> **Prompt 1**
Decide whether each statement, (a), (b), and (c), agrees with the heat pump homework. For each, answer yes or no and quote the exact words of the homework that decide it.

(a) The home is kept at 23°C.
(b) The electric meter records 120,000 kWh of electricity supplied to the heat pump.
(c) The heat pump receives heat transfer from a ground well held at 5°C.

> **Text segment**
┌────────

ME 200 – Thermodynamics I – Spring 2020

Homework 23: More Reversible Cycles

Part (i): Residential ground source heat pump

Part (ii): Industrial drying process

Part (i): Residential heat pump

Given:

A heat pump provides heat transfer to a home maintained at 23°C and receives heat transfer from a ground well held at 5°C. The heat pump provides heat transfer at a rate of 120,000kJ/h. Over a period of 7 days an electric meter records 700kWh of electricity provided to the heat pump.

# Given Inputs
T_H = 23 + 273.15     # Temperature of the house (high temperature sink) [K]
T_C = 5 + 273.15      # Temperature of the well water (low temperature source) [K]
Q_dot_H = 120000      # Steady state heat transfer rate to the house from the heat pump [kJ/h]
W_net_in = 700*3600   # Electrical work provided to the heat pump over 7 days [kJ]

Find:

a) Determine the total heat transfer from the well to the heat pump that occurred over the 7-day period, in kJ.

b) Determine the overall coefficient of performance of the heat pump for this 7-day period.

c) Determine the cost of operating the heat pump over the 7-day period $(\$)$ for a cost of electricity of 0.15 $\$$/kWh.

└────────

> **Prompt 2**
In the labeling entries below, substitute "vehicle taillight" for "car tail light" and reproduce the entries with every other part unchanged.

> **Task material**
┌────────

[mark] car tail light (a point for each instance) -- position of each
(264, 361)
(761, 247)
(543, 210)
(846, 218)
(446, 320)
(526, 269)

└────────

> **Full solution 1**
(a) Yes: "a home maintained at 23°C"
(b) No: "an electric meter records 700kWh of electricity provided to the heat pump"
(c) Yes: "receives heat transfer from a ground well held at 5°C"

> **Full solution 2**
[mark] vehicle taillight (a point for each instance) -- position of each
(264, 361)
(761, 247)
(543, 210)
(846, 218)
(446, 320)
(526, 269)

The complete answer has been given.